Request:
Repeat exactly, and only, the lines from the one containing "Place one point per instance of the pier" through the end of the records.

Given data:
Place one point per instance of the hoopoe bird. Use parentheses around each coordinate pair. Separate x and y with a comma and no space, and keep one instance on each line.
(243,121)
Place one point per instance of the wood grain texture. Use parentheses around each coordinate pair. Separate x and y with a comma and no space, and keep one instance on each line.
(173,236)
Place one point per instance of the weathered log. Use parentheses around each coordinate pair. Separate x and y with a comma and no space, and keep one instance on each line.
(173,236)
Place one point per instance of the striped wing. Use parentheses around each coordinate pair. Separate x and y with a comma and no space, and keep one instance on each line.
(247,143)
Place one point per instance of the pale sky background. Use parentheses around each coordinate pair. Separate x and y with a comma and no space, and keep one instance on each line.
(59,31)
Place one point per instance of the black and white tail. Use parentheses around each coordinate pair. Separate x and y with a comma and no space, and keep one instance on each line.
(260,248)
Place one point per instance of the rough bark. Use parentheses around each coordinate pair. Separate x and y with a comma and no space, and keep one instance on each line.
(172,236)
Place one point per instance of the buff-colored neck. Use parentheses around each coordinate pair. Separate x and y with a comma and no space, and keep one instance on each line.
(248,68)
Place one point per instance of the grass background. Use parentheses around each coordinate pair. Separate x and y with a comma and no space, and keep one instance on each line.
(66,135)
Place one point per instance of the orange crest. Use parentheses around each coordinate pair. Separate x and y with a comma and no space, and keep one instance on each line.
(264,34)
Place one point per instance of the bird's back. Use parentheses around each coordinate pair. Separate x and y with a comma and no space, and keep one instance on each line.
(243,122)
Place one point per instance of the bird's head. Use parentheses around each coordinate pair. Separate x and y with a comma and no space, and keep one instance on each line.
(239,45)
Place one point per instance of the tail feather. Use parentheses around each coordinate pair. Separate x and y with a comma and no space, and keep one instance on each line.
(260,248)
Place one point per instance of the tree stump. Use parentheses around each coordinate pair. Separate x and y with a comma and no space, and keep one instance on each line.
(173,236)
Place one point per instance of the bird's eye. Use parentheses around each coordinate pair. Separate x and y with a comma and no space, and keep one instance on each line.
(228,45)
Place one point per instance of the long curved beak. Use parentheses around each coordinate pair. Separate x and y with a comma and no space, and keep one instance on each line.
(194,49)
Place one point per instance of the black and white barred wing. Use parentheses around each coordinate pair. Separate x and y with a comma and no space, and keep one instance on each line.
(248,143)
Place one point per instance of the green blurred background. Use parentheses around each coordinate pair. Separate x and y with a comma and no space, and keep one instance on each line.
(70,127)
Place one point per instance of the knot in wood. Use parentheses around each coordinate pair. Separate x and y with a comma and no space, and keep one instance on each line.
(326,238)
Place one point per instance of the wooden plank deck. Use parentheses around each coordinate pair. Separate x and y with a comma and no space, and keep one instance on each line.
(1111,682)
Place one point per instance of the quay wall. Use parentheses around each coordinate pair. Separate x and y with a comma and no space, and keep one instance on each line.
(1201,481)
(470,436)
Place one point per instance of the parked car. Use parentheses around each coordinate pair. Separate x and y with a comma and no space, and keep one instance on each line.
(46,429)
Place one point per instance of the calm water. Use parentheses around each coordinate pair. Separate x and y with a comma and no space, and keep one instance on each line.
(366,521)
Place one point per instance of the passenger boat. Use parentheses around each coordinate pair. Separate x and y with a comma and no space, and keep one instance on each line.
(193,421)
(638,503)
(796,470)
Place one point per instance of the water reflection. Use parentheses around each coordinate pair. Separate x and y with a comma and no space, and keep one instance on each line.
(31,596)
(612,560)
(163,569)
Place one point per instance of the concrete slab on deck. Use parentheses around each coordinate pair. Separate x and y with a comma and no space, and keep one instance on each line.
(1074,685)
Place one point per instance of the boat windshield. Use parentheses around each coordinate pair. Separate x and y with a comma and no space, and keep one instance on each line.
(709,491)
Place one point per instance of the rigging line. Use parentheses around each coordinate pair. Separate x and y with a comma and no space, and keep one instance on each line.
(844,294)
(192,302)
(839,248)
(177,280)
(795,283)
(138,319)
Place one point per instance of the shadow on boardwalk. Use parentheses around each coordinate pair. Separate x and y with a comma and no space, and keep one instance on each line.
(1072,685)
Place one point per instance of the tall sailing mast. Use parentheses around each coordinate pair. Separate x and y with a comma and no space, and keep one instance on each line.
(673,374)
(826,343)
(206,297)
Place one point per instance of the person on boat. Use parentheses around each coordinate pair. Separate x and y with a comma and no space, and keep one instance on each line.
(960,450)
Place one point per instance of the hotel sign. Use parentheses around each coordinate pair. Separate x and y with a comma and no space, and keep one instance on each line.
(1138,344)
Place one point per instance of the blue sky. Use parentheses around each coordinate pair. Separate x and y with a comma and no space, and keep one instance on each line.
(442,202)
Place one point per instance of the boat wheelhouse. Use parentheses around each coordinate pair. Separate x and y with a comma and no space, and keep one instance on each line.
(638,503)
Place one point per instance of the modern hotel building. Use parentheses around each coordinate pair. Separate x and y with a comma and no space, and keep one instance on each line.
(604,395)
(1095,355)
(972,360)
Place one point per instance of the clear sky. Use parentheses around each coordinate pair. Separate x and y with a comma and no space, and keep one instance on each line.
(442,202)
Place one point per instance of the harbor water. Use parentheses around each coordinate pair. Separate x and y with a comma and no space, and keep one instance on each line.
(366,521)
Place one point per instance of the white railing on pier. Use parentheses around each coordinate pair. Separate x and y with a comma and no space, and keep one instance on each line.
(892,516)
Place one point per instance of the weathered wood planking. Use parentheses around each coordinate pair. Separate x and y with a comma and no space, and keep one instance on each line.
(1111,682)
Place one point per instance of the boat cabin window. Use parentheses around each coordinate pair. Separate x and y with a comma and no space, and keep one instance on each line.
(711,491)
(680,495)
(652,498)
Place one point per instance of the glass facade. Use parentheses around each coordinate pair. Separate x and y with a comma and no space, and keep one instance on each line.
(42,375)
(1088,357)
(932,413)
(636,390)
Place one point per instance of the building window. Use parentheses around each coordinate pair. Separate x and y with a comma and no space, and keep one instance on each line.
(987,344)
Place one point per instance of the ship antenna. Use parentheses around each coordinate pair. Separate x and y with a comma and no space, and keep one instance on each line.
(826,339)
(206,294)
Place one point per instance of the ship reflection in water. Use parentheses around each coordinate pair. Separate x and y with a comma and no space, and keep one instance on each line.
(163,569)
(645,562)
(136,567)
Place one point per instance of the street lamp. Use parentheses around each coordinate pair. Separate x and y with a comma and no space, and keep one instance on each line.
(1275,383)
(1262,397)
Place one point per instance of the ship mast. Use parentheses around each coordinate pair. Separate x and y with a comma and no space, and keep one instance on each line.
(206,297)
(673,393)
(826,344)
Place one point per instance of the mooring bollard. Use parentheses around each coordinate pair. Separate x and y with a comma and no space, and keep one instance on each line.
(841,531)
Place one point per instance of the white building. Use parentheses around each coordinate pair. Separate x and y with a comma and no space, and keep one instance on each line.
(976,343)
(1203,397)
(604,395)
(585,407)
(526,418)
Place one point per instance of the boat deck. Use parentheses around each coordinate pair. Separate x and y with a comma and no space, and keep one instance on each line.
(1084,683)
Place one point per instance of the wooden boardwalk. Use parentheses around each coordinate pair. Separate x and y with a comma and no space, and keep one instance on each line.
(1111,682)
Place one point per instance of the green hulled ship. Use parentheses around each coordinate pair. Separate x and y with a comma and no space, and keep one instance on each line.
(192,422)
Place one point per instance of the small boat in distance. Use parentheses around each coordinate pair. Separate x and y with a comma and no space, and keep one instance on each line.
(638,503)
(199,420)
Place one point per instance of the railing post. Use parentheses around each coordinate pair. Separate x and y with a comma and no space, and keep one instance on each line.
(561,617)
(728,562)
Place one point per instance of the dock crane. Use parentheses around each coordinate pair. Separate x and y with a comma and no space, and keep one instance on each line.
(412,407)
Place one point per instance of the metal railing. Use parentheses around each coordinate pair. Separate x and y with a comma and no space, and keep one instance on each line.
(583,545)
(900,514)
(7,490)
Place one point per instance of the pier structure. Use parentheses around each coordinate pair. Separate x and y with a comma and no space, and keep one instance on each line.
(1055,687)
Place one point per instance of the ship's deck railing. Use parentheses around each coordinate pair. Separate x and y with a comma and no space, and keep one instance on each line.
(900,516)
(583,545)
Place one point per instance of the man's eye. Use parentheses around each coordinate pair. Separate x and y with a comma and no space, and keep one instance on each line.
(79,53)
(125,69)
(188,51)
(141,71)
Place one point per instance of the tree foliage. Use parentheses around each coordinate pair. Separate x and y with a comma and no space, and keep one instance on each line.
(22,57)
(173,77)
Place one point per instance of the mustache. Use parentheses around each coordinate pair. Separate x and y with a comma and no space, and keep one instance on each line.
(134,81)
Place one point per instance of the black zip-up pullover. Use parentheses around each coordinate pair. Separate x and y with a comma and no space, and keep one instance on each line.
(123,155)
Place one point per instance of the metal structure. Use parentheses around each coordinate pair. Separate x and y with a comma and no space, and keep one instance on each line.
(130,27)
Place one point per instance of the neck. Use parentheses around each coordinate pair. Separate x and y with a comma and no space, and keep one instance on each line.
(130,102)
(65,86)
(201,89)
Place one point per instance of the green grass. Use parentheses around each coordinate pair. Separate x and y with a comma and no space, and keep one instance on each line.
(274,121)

Correct response:
Place one point per instance of the pier structure. Use parentheses around each coordinate pair. Separate x and y with a comma and no space, and keep one instance on each line.
(1055,687)
Place one point per instance of the ship's deck railing. Use parentheses around each coordinate pair. Separate x and y with a comma and no space, and keep one instance on each line.
(900,516)
(583,545)
Place one point per instance of the man's eye. Use parentheses around each coordinate pair. Separate x and y with a comma and no space, and keep one instance on each line.
(79,53)
(125,69)
(188,51)
(141,71)
Place one point per instance of the tree foliage. Use parentheses around each coordinate pair. Separate x and y with a comma and no space, and keep one instance on each line.
(22,57)
(173,77)
Place one point per instance of the mustache. Use parentheses around each coordinate pair. Separate x and y with a comma and no space, and keep one instance on each line.
(134,81)
Place one point per instance of the black zip-up pullover. Use parentheses around each coordinate pair. Separate x and y with a comma and no space, and keep one instance on each line.
(123,155)
Place one point per instance of the metal structure. Use parentheses around each coordinate pair. Separate x and y with a comma and no space, and keep one instance on each line.
(130,27)
Place one point per instance of the neck. Use parentheses around each coordinate pair. Separate x and y with a comma and no space, and keep one instance on each line.
(130,102)
(65,86)
(201,89)
Place one point per instance of the green grass. Use parentheses around each coordinate pair. Separate x and y with a comma and no space, and keep one instance on each line.
(274,121)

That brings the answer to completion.